◆ What is being asked: Write out again every line from the one with "mark the glass top" through the last line, requests included, scaling each x and y coordinate in the answers by 1.95 and rounding to whole numbers with halves rounded up. Leave the numbers in the requests and their format samples unchanged.

(Data records)
= = = =

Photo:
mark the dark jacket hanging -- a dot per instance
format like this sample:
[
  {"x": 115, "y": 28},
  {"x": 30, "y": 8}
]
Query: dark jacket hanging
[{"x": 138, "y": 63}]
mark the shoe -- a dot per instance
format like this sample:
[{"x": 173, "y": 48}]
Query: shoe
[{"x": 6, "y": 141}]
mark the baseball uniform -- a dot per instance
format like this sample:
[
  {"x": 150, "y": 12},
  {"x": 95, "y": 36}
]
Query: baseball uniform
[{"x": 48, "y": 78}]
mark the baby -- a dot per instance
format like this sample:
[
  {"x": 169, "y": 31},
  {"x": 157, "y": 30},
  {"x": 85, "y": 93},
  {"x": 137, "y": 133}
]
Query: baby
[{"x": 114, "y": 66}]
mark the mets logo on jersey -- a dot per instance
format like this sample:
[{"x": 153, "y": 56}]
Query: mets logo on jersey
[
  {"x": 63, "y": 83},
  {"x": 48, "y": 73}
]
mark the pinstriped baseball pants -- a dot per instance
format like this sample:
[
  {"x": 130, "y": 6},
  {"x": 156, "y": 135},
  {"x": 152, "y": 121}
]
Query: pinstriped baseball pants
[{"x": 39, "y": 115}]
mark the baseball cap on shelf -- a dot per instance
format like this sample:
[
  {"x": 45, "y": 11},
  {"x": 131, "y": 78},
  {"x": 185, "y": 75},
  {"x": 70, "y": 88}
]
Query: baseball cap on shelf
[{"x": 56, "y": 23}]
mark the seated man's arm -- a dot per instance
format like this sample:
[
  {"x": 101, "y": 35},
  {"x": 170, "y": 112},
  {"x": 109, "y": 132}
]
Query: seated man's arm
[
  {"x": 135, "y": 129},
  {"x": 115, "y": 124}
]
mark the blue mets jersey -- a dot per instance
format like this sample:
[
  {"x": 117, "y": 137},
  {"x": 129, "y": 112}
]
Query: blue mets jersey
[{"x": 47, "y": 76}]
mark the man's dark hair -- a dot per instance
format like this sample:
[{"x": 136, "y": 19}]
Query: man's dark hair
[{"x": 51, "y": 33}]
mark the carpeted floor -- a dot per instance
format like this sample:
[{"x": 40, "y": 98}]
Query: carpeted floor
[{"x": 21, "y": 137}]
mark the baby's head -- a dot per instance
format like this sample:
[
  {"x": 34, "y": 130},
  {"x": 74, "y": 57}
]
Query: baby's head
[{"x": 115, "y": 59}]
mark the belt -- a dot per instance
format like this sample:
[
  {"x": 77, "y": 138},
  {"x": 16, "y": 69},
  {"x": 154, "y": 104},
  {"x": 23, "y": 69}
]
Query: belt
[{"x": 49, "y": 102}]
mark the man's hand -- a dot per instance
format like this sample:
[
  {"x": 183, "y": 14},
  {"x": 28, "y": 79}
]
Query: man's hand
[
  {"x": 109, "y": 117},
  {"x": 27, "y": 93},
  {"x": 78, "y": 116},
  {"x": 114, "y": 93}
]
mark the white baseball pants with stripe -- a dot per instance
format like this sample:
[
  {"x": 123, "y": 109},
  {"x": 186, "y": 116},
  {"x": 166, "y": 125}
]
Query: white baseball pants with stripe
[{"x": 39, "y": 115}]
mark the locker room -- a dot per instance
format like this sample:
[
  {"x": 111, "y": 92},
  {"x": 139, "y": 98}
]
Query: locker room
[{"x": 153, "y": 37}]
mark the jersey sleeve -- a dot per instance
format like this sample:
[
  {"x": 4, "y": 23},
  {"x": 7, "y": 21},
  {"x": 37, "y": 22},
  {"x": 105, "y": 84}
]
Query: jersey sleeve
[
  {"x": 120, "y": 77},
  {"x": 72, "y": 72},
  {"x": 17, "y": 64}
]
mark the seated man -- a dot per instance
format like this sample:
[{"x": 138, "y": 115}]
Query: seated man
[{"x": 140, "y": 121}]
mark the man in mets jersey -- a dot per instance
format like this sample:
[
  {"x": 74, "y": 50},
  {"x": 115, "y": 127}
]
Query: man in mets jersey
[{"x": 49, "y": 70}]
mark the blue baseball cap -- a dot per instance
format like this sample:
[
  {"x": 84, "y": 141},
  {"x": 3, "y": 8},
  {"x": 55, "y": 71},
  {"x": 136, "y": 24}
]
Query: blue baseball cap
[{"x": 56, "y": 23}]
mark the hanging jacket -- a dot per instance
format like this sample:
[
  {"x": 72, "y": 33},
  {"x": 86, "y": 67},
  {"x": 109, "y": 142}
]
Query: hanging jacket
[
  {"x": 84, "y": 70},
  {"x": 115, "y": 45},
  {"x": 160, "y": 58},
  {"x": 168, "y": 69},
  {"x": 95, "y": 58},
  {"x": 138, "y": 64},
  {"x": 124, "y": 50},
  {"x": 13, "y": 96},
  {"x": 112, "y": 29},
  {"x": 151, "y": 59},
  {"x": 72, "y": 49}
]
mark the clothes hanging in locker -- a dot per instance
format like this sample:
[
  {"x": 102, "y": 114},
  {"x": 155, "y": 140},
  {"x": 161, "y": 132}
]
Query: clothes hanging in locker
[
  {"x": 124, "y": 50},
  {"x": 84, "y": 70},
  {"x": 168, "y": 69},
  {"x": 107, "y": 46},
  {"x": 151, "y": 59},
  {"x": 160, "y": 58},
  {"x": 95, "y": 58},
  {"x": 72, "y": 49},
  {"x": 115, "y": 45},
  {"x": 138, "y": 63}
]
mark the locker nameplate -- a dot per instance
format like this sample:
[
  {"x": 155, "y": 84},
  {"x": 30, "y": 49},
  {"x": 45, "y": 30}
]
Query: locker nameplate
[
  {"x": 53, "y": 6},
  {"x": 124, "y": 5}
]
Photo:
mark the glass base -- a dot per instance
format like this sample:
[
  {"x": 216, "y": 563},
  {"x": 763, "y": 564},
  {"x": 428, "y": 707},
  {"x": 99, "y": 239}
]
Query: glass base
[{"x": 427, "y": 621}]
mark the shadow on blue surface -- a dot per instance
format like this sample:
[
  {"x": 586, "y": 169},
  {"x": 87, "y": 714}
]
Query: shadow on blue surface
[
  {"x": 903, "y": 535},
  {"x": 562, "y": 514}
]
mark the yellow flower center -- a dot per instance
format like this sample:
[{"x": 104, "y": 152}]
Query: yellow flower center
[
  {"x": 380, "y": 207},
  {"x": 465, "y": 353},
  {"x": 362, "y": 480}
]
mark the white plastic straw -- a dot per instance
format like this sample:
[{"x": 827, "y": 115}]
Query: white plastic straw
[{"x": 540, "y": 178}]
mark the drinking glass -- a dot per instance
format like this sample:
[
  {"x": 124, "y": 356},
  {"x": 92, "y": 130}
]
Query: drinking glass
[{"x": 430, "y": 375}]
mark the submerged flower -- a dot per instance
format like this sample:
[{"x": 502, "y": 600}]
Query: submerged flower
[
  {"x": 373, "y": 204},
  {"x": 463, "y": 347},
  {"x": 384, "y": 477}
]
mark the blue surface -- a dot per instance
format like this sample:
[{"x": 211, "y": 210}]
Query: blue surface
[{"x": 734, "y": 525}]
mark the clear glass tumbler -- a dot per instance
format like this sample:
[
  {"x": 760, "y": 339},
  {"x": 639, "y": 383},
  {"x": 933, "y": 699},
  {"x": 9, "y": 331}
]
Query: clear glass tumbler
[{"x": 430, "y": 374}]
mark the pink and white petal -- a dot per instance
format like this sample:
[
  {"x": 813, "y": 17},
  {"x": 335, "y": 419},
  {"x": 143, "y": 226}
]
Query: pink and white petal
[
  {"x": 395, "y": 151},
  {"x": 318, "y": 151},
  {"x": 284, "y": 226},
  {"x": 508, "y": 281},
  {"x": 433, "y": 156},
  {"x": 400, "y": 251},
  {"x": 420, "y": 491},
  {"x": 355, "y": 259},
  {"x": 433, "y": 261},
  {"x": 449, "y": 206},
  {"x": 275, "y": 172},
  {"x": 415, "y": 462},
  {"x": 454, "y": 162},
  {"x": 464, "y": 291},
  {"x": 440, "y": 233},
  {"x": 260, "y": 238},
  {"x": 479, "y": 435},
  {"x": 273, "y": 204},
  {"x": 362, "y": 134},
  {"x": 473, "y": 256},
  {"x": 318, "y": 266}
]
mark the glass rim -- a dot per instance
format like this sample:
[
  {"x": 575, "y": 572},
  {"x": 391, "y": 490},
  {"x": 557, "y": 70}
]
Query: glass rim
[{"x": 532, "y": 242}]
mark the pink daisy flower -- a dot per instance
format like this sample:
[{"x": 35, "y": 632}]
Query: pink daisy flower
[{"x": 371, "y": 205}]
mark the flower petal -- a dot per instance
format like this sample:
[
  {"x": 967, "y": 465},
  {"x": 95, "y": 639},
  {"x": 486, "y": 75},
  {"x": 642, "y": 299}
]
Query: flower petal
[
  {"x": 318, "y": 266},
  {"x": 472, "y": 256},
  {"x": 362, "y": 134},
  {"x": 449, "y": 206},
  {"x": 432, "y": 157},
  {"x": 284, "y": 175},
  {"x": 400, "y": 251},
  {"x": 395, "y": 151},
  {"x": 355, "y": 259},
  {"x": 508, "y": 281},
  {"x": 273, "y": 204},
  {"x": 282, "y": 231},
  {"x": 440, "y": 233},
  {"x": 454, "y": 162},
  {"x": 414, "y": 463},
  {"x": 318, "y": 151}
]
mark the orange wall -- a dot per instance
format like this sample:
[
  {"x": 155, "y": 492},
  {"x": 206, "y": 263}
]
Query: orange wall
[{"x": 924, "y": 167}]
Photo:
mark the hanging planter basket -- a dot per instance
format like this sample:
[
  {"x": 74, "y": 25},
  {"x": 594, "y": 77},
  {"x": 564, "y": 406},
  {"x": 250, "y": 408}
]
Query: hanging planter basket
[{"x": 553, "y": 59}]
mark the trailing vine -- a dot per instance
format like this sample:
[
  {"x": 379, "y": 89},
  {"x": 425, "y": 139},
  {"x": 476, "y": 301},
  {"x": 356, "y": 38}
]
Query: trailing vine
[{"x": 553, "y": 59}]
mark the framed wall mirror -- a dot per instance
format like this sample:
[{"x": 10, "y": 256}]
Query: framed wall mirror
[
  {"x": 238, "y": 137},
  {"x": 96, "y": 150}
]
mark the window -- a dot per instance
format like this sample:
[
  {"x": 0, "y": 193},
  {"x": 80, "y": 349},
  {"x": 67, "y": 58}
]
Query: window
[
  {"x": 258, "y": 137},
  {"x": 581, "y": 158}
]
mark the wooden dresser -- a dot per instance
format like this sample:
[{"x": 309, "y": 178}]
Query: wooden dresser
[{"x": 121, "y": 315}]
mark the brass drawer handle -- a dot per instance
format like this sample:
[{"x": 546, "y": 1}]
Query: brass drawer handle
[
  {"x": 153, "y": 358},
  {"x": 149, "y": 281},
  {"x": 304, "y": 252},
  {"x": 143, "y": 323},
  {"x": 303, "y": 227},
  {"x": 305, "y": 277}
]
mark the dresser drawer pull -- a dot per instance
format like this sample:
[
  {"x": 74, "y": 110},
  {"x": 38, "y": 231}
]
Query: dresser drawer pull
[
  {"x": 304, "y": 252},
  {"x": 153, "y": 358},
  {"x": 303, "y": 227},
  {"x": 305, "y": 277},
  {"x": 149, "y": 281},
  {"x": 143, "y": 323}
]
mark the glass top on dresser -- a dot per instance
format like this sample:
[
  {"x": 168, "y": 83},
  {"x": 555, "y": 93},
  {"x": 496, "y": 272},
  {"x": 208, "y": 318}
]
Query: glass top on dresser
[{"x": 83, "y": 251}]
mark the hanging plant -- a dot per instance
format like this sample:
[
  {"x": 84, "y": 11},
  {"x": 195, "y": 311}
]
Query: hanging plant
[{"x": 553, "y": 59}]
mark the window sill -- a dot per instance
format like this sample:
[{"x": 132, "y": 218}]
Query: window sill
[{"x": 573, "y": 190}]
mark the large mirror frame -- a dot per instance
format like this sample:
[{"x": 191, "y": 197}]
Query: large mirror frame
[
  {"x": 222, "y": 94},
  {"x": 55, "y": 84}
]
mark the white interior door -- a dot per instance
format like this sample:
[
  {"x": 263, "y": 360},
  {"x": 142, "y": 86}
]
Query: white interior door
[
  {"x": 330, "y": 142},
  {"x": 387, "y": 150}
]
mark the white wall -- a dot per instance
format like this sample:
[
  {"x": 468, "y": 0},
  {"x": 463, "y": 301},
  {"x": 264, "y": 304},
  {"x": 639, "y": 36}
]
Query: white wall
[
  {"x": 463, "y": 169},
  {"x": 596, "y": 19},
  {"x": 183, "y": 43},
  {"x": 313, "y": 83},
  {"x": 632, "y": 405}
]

= = = =

◆ Correct output:
mark the glass top on dresser -- a dot per instance
format like this sample:
[
  {"x": 168, "y": 83},
  {"x": 555, "y": 93},
  {"x": 496, "y": 272},
  {"x": 208, "y": 318}
]
Query: glass top on dresser
[{"x": 162, "y": 489}]
mark the hanging plant -- a dot per instance
format like this sample:
[
  {"x": 84, "y": 11},
  {"x": 195, "y": 311}
]
Query: hanging plant
[{"x": 1078, "y": 115}]
mark the window sill -- a dot per instance
format like this sample:
[{"x": 132, "y": 218}]
Query: window sill
[{"x": 1117, "y": 371}]
mark the large mirror frame -- a dot per instance
format like this sample:
[{"x": 191, "y": 197}]
Query: large mirror frame
[
  {"x": 433, "y": 183},
  {"x": 107, "y": 164}
]
mark the white interior door -- a dot per instance
format like this sample:
[
  {"x": 263, "y": 360},
  {"x": 142, "y": 86}
]
Query: white interior door
[
  {"x": 644, "y": 277},
  {"x": 755, "y": 293}
]
mark the white wall -- a dot per instance
format like this sample:
[
  {"x": 468, "y": 0},
  {"x": 463, "y": 301},
  {"x": 264, "y": 304},
  {"x": 639, "y": 36}
]
Query: white wall
[
  {"x": 903, "y": 330},
  {"x": 1162, "y": 37},
  {"x": 357, "y": 84},
  {"x": 610, "y": 162},
  {"x": 1232, "y": 790}
]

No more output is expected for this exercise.